═══ Passage shown ═══

I was expecting the quiz to be very general where the answer can apply to almost anyone. Most of the answers though were completely, completely inaccurate.


----------



## Ode to Trees (Aug 25, 2011)

My results: 
ColorQuiz.com - The free five minute personality test!

The only true part: Your Stress Sources "Wishes for freedom and independence, free from limitations and restrictions except for the ones she choices to give himself." Only that


----------



## mjtheglitterqueen (Mar 13, 2015)

_THESE are the things I pretty much totally agree with that it says._
anything in red....explains itself; LOL


Your Existing Situation

"Is strong willed and unwilling to take advice from others; however, _finds herself currently in a dangerous situation which finding a solution should be top priority_." 
this ties in with me needing to find a better escape [which is stated below]

Your Stress Sources

"_Sensitive, gentle, and emotional; having a strong need to find some sort of magical harmony and beauty_. Artistic in nature, she longs to find a partner who finds these things important as well; however, having trouble finding such a perfect person. _Keeps a close eye on her emotions and how much of herself is given to others. she must always know where she stands with others and longs to be regarded with respect._ her taste are geared to the artistically beautiful and refined, but she can be harsh and critical of works of art and creativity. Yearns to make friends with those who can help build her intelligence and artistic ability."

═══ Excerpted records ═══

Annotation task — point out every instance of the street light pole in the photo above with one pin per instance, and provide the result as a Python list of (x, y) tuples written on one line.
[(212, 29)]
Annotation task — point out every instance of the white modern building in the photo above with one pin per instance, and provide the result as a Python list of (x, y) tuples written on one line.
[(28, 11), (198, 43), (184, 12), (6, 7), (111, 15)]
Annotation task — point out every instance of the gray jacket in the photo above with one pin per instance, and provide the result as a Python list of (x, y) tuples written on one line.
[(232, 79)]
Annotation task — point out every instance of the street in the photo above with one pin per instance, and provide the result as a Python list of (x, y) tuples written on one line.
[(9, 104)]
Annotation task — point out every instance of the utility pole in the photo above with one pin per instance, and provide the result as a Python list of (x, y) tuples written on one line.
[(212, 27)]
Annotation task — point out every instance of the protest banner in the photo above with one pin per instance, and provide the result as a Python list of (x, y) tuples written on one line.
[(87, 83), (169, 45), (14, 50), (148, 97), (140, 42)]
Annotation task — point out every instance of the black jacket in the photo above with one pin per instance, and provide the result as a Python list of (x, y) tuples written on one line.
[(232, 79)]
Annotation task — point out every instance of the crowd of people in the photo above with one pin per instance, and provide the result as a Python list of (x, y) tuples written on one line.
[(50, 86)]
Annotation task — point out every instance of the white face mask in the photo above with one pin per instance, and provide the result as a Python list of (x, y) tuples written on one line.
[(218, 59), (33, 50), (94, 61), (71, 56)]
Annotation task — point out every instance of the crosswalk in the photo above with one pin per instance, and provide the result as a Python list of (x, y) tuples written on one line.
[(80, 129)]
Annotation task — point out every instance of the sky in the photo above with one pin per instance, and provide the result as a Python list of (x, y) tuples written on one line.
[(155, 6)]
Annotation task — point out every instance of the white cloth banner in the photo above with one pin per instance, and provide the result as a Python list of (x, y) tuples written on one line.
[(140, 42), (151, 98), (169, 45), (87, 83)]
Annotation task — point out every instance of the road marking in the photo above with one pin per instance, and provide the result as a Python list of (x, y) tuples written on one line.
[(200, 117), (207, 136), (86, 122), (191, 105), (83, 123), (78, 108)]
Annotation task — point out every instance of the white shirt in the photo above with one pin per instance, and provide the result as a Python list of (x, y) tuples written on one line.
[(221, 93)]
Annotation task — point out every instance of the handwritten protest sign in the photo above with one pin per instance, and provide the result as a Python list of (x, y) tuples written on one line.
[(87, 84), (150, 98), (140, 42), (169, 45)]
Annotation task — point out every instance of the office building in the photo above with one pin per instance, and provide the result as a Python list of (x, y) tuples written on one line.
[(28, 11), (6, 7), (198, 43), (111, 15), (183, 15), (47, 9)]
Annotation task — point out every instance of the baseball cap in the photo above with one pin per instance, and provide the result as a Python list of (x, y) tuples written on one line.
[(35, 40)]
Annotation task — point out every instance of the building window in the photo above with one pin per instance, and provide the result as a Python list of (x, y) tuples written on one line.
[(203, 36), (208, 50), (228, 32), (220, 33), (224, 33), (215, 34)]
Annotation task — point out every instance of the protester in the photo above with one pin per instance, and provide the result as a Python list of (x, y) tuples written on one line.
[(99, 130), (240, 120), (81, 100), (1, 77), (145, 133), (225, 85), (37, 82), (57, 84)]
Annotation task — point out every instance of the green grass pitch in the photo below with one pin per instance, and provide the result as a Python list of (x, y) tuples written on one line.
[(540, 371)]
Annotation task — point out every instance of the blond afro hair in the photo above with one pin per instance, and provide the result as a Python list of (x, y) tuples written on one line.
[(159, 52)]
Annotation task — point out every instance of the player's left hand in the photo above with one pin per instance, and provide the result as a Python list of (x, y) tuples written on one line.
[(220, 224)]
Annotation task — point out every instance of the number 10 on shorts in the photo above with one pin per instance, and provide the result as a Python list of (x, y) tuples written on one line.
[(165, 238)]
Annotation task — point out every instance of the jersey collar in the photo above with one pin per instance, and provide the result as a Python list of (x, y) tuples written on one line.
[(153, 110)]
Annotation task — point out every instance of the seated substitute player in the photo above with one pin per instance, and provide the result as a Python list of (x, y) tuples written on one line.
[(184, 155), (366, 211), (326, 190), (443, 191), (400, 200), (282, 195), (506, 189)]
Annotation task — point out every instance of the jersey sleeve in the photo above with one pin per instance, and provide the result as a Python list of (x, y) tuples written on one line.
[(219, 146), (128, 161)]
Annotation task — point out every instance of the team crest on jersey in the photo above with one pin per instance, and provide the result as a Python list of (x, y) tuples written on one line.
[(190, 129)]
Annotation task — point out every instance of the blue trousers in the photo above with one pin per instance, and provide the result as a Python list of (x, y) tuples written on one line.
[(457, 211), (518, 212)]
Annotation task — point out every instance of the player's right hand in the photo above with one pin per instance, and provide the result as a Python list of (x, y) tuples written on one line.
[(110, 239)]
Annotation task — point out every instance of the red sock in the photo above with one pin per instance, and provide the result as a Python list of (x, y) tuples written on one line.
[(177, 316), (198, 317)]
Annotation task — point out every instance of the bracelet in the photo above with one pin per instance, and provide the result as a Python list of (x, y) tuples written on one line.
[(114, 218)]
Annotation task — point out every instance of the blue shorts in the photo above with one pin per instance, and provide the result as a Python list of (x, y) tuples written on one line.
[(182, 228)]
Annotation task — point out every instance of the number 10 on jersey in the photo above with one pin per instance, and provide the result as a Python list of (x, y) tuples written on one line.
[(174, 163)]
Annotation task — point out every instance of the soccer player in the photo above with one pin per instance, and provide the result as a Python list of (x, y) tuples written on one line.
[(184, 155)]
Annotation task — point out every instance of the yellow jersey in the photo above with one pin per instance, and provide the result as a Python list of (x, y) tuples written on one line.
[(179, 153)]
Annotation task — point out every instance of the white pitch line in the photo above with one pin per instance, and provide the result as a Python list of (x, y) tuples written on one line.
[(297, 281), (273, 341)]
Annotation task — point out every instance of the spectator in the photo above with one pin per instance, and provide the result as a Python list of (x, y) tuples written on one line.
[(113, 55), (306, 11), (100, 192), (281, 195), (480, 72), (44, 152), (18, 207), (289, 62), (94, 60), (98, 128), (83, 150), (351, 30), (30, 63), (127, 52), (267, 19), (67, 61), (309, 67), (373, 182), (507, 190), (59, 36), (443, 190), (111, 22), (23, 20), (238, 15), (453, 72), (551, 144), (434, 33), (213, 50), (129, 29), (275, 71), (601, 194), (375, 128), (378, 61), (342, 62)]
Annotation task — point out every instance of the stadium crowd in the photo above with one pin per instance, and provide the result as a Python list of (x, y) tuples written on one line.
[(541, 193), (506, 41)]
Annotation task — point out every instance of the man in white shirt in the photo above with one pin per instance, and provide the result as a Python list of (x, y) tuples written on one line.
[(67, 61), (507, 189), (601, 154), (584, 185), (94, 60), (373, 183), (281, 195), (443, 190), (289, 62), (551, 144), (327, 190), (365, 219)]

═══

| Your tasks |
- 1) Copy the part of the color quiz thread that opens with the words containing "I was expecting" and closes with "minute personality test!".
- 2) Resume the color quiz thread from the point where it stops.
The rows are separate material with no connection to the color quiz thread.

| Answers provided |
- 1)
I was expecting the quiz to be very general where the answer can apply to almost anyone. Most of the answers though were completely, completely inaccurate.


----------



## Ode to Trees (Aug 25, 2011)

My results: 
ColorQuiz.com - The free five minute personality test!

- 2)
What I have always longed to find in a partner...was not about artistic in nature. I was always searching for the one who made/brought/taught/shared/gave me *BALANCE*...and it took me almost 35 years to find her! (Her name is Betz). 


Your Restrained Characteristics

_Giving more than she is getting back and feels misunderstood and unappreciated. Feels she is being forced into compromising and even her close relationships leave her feeling emotional distant.

Is feeling emotionally drained from stressful and tense situations. she is in need of peace and quiet in order to overcome her lack of energy and may become irritable if she does not recover.
_
Conceited and is easily insulted. Holds back emotionally but is able to find satisfaction through sexual activity.
I'm faaaaaar from conceited & usually NOT easily insulted. I find more satisfaction IN *not* holding back my emotions; NOT through sexual activity.

Your Desired Objective

_"Has too many problems and difficulties in her life at the moment, causing reckless and foolish decisions to be made. *she needs to find a better escape before she causes her own self-destruction*_."
very.scary.how.ACCURATE.this.is.!.

Your Actual Problem

"_Her personality is such that she analyzes and examines everything with harsh judgment, which is viewed as an attitude of harsh criticism and disapproval. Fails to take into consideration all the facts when making her judgment_s. "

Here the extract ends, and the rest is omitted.